▸ **EXERCISE**
In the records below, begin at the line containing "of the short" and end at the line containing "scrub pants in"; quote every line in that span exactly, including both boundary lines, and no others.

[Items from a dataset]
+ + + + + + +
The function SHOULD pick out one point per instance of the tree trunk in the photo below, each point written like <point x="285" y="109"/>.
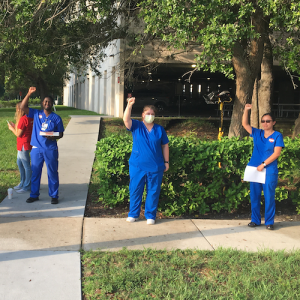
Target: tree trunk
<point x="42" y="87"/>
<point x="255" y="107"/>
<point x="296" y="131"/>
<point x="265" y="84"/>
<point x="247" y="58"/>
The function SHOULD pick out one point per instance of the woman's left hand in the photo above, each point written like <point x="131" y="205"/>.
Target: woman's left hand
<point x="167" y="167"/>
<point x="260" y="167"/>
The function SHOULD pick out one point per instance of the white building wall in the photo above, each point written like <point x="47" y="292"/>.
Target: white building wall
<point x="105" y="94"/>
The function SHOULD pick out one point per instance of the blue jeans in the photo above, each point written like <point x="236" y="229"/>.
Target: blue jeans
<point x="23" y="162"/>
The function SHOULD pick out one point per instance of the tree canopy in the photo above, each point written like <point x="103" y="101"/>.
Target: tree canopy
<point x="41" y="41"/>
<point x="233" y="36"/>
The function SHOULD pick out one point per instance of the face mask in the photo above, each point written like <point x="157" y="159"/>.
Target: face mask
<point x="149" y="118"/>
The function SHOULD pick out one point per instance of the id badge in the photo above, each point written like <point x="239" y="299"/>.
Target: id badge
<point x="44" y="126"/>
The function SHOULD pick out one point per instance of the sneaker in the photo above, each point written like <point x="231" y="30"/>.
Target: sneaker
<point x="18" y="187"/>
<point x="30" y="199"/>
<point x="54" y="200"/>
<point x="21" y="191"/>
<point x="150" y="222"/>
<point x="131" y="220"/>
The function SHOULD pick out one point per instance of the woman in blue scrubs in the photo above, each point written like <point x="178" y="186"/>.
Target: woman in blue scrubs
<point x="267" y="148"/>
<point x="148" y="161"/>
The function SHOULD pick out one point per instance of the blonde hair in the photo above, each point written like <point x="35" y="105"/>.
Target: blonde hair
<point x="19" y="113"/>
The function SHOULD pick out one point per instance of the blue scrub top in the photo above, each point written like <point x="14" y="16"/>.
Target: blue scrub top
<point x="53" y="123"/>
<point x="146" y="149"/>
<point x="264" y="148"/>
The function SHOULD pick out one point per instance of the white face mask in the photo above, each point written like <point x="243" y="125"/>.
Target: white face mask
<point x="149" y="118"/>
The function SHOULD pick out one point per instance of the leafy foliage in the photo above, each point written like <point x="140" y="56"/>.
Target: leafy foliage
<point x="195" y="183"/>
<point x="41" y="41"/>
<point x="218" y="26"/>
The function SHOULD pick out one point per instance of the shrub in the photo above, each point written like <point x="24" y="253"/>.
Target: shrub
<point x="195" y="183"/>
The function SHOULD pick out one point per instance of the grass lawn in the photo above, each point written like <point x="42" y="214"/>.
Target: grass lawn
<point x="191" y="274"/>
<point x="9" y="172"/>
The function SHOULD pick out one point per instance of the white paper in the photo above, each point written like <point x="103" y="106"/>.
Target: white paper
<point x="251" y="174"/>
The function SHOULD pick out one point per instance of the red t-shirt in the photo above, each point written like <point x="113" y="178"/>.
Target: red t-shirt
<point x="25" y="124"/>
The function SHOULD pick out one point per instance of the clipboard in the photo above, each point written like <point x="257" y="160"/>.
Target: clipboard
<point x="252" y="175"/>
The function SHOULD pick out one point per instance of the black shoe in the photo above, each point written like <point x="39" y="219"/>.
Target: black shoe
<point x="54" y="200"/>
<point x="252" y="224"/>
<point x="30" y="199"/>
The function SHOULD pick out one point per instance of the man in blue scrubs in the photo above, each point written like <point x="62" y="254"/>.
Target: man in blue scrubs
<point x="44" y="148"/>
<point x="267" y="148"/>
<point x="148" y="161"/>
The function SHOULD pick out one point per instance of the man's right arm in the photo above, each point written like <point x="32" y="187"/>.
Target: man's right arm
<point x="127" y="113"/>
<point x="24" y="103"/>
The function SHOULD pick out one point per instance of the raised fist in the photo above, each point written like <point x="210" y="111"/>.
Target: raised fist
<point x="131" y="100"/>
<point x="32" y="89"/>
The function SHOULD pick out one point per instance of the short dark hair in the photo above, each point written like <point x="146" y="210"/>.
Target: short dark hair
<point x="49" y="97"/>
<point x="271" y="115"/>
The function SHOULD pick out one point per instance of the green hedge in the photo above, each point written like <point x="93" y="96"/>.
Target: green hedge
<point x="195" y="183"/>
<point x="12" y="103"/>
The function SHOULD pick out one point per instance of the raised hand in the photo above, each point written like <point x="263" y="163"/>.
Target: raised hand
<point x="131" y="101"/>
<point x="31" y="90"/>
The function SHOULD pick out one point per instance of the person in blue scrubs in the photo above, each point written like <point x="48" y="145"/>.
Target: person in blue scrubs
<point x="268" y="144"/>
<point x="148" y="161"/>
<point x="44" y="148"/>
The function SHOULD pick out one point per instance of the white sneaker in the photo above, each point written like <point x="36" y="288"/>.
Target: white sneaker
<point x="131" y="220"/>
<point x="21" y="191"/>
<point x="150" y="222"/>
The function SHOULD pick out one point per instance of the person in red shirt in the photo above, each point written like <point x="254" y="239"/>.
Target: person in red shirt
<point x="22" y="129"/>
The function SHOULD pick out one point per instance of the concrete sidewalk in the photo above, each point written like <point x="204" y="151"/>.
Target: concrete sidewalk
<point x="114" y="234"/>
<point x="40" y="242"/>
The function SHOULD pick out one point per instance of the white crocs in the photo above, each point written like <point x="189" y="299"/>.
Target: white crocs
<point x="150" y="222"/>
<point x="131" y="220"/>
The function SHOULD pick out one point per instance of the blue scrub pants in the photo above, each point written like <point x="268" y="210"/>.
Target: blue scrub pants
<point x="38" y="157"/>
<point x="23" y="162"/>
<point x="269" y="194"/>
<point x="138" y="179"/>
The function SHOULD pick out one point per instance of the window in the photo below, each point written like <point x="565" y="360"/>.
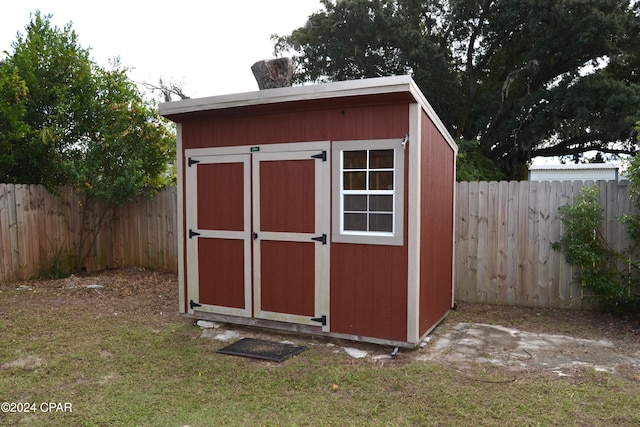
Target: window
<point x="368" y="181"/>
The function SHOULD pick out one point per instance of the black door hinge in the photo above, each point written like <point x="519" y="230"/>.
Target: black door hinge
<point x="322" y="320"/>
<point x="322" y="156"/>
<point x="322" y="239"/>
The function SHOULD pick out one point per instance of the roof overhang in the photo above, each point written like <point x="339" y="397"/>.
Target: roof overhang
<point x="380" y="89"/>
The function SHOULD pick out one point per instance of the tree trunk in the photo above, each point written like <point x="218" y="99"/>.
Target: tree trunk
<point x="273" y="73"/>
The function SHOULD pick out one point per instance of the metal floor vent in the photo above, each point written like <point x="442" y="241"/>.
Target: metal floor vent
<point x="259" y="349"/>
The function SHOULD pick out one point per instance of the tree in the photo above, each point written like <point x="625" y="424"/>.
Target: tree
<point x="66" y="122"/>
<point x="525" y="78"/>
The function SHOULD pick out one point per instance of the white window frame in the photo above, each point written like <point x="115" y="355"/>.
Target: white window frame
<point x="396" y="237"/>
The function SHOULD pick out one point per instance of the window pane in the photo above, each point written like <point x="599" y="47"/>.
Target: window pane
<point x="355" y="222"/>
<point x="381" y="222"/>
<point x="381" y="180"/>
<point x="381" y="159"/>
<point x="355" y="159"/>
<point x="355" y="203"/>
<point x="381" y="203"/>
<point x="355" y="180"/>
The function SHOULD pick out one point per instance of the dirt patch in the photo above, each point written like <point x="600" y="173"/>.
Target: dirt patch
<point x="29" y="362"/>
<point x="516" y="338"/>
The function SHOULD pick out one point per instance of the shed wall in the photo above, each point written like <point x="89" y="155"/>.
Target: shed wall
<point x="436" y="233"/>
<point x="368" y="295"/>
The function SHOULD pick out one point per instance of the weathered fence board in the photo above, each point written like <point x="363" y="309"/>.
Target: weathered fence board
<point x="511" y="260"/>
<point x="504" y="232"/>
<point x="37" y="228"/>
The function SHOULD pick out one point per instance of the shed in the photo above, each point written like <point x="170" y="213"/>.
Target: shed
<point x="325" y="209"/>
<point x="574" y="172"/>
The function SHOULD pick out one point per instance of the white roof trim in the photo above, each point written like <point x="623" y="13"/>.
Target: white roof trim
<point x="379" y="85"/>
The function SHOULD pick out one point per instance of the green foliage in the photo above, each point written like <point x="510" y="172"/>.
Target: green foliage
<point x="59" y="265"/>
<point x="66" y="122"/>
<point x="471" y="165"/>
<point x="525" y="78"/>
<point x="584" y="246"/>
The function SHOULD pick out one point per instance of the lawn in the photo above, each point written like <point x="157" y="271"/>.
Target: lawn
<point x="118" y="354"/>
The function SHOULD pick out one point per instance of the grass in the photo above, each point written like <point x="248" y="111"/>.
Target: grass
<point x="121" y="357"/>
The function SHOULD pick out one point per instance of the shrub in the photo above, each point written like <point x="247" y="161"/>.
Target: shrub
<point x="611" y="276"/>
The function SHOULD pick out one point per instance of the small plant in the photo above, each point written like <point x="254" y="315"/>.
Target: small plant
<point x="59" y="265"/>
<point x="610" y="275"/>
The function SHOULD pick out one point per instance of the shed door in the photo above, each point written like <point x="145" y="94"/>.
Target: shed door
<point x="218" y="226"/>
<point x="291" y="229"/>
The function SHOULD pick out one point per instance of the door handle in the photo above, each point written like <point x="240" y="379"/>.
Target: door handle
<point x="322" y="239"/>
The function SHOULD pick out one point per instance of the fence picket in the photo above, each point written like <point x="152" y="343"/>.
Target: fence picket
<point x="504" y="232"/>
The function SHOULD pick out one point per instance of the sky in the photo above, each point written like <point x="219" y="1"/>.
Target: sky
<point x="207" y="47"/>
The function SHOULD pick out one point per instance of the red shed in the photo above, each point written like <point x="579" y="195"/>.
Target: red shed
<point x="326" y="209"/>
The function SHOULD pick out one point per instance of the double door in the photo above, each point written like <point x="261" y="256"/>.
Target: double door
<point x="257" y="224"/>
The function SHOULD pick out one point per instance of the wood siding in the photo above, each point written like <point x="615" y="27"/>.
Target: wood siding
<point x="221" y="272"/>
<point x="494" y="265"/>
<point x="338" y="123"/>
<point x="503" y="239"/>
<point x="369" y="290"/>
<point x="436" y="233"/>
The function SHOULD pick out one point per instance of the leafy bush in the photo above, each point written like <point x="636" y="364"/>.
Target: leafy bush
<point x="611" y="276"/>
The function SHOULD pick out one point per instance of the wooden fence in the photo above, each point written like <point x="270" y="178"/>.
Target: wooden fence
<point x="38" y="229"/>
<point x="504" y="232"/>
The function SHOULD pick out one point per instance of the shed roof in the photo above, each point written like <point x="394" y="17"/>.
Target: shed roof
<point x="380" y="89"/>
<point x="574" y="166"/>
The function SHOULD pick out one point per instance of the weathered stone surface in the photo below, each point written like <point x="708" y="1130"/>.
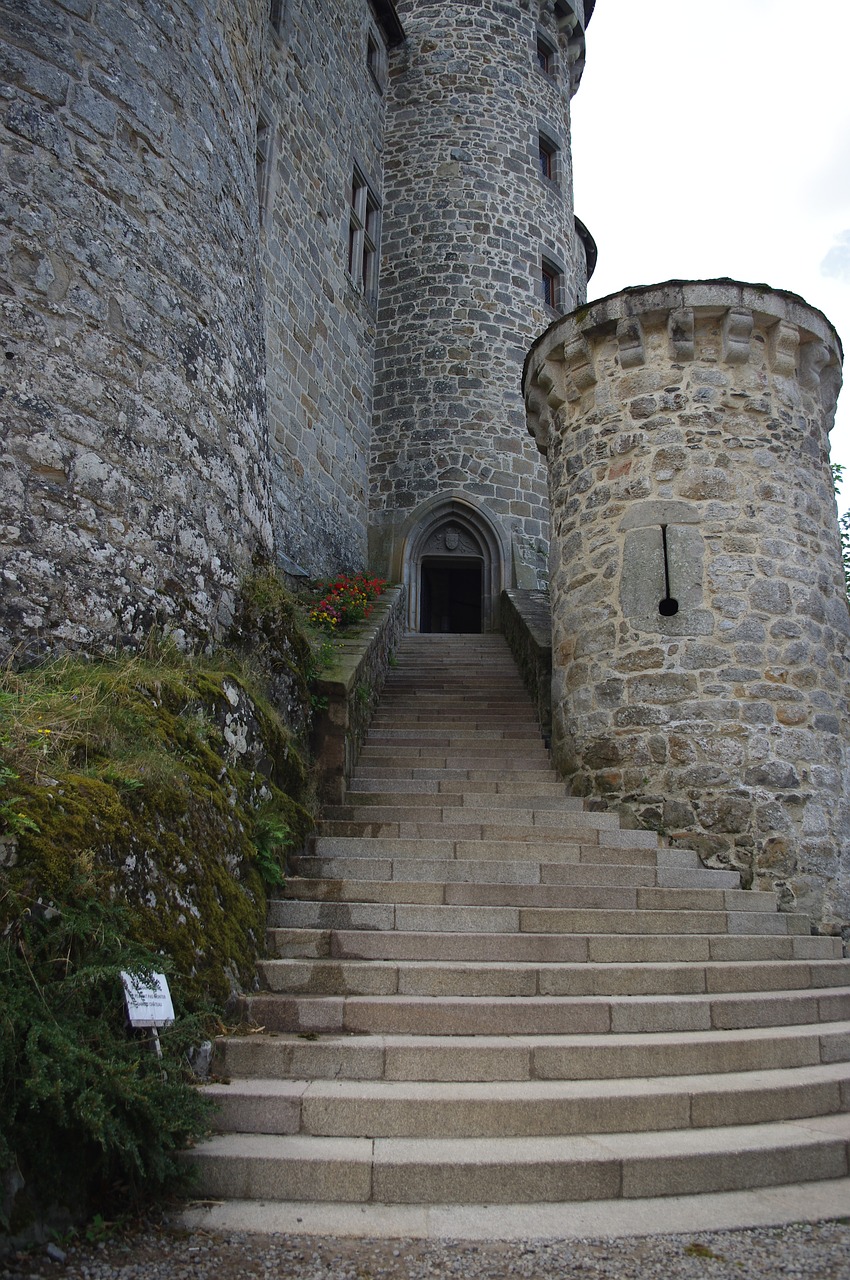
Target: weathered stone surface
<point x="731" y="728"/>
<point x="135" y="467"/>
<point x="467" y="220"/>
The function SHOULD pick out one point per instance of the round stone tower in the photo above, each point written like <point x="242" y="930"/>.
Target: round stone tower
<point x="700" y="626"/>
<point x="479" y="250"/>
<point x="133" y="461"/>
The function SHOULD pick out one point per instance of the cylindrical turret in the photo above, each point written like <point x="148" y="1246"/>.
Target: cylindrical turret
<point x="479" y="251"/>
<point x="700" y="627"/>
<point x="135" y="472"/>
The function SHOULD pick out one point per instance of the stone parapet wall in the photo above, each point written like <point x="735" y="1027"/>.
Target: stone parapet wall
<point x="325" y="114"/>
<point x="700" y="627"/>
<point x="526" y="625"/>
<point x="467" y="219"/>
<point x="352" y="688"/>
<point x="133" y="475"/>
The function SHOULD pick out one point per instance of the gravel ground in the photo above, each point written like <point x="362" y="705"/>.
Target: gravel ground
+ + + + + + +
▸ **RESULT FOR THIS EXERCISE**
The function SHOULD pick out one point per instance of the short dark hair in the photo above, each point written like <point x="146" y="210"/>.
Target: short dark hair
<point x="49" y="97"/>
<point x="271" y="115"/>
The function SHOULD pick out one point per instance of the green hedge in the photo above, each point written like <point x="93" y="96"/>.
Target: green hedge
<point x="195" y="183"/>
<point x="12" y="103"/>
The function SHOULD pick out one point per instance of the raised hand in the photo above, each point written like <point x="263" y="163"/>.
Target: raised hand
<point x="131" y="101"/>
<point x="31" y="90"/>
The function SHOULD pick out one point per instance of the person in blue scrubs in the photo above, each point written like <point x="48" y="145"/>.
Target: person in blue scrubs
<point x="268" y="144"/>
<point x="148" y="161"/>
<point x="44" y="148"/>
The function SHOULD pick out one point per instance of the white sneaker in the photo above, each point written like <point x="36" y="288"/>.
Target: white sneaker
<point x="131" y="220"/>
<point x="21" y="191"/>
<point x="150" y="222"/>
The function SHOULD pick out one point per instance of the person in red shirt in the photo above, each point written like <point x="254" y="239"/>.
Target: person in red shirt
<point x="22" y="129"/>
The function SHOULD pick out one point per instance of the concrete sidewalk in the photo above, each point written like <point x="204" y="151"/>.
Target: concrete sidewalk
<point x="114" y="234"/>
<point x="40" y="242"/>
The function SHOULD pick out one point per instance of the white crocs in the photo above, each point written like <point x="189" y="299"/>.
Target: white crocs
<point x="150" y="222"/>
<point x="131" y="220"/>
The function SHOULD pick out one point per instance of the blue scrub pants in the photo above, each point written like <point x="268" y="210"/>.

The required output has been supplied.